Could you format every line of the listing below as a Markdown table with the columns n and Line, numbering the rows and leaving out blank lines?
══ Available data ══
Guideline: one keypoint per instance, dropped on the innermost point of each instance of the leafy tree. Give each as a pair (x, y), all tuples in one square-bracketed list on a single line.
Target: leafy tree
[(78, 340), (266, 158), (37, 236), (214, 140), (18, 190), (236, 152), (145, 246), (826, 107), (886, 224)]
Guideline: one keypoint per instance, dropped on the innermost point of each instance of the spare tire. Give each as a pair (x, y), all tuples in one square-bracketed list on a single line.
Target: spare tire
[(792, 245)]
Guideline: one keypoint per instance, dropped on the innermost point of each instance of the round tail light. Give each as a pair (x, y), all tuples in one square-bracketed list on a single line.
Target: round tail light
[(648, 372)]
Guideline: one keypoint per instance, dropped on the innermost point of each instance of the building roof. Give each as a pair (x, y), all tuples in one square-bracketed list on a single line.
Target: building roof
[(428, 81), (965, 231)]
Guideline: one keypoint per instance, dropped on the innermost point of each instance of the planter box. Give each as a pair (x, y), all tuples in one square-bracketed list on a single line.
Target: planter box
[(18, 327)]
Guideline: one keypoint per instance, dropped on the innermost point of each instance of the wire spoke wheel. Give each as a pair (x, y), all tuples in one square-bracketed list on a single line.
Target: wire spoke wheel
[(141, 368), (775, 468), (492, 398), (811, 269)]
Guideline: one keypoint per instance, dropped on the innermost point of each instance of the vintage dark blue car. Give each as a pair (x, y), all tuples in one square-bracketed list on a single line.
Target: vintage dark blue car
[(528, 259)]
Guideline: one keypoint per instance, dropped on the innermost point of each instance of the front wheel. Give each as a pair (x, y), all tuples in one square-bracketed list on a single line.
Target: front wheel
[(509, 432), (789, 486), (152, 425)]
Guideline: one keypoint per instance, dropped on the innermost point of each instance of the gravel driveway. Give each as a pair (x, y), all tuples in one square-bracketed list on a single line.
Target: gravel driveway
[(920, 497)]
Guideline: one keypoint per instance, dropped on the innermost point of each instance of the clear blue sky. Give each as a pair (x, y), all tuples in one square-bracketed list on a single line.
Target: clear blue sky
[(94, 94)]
═══
▶ [Task solution]:
| n | Line |
|---|---|
| 1 | Guideline: one keypoint per instance, dropped on the innermost point of each instance of the leafy tree. Give each as a pair (x, y), all tuples in one square-bracketed list on a single line. |
| 2 | Target: leafy tree |
| 3 | [(78, 340), (266, 158), (37, 236), (214, 140), (18, 190), (236, 152), (145, 246), (826, 107), (886, 224)] |
| 4 | Guideline: one keypoint per instance, dropped on the innermost point of each instance of the spare tire. Give each as a pair (x, y), all tuples in one square-bracketed list on a single line. |
| 5 | Target: spare tire |
| 6 | [(792, 245)] |
| 7 | Guideline: one keypoint per instance, dropped on the innermost point of each instance of the round tail light. Give each as a pair (x, y), all tuples in one square-bracketed list on a single line. |
| 8 | Target: round tail light |
| 9 | [(648, 372)] |
| 10 | Guideline: one keypoint per instance, dropped on the innermost point of each instance of the building roof. Give each as a pair (x, y), all tuples in one square-bracketed list on a single line. |
| 11 | Target: building roof |
| 12 | [(428, 81), (965, 231)] |
| 13 | Guideline: one keypoint per instance, dropped on the innermost point of each instance of the planter box. Give each as a pair (x, y), all tuples in one square-bracketed list on a single line. |
| 14 | Target: planter box |
| 15 | [(18, 327)] |
| 16 | Guideline: one keypoint per instance, dropped on the innermost point of each instance of the wire spoke wheel. Give each as a pair (x, y), all tuples in one square-bracketed list on a single line. |
| 17 | Target: wire spoke wheel |
| 18 | [(141, 368), (775, 468), (492, 398), (811, 269)] |
| 19 | Guideline: one keypoint per instance, dropped on the innermost point of each instance of the vintage dark blue car. Give each as a pair (x, y), all tuples in one square-bracketed list on a single line. |
| 20 | Target: vintage dark blue car |
| 21 | [(528, 259)] |
| 22 | Guideline: one keypoint per instance, dropped on the innermost point of each instance of the front wheel. Give each as a pair (x, y), all tuples in one square-bracketed list on a single line. |
| 23 | Target: front wheel |
| 24 | [(509, 432), (789, 486), (152, 425)] |
| 25 | Guideline: one keypoint per instance, dropped on the innermost point of each instance of the gravel driveway. Give each as a pair (x, y), all tuples in one square-bracketed list on a single line. |
| 26 | Target: gravel driveway |
| 27 | [(920, 497)] |
| 28 | Guideline: one keypoint per instance, dropped on the innermost point of each instance of the clear blue sky. Give each as a pair (x, y), all tuples in one square-bracketed list on a single line. |
| 29 | Target: clear blue sky |
| 30 | [(94, 94)] |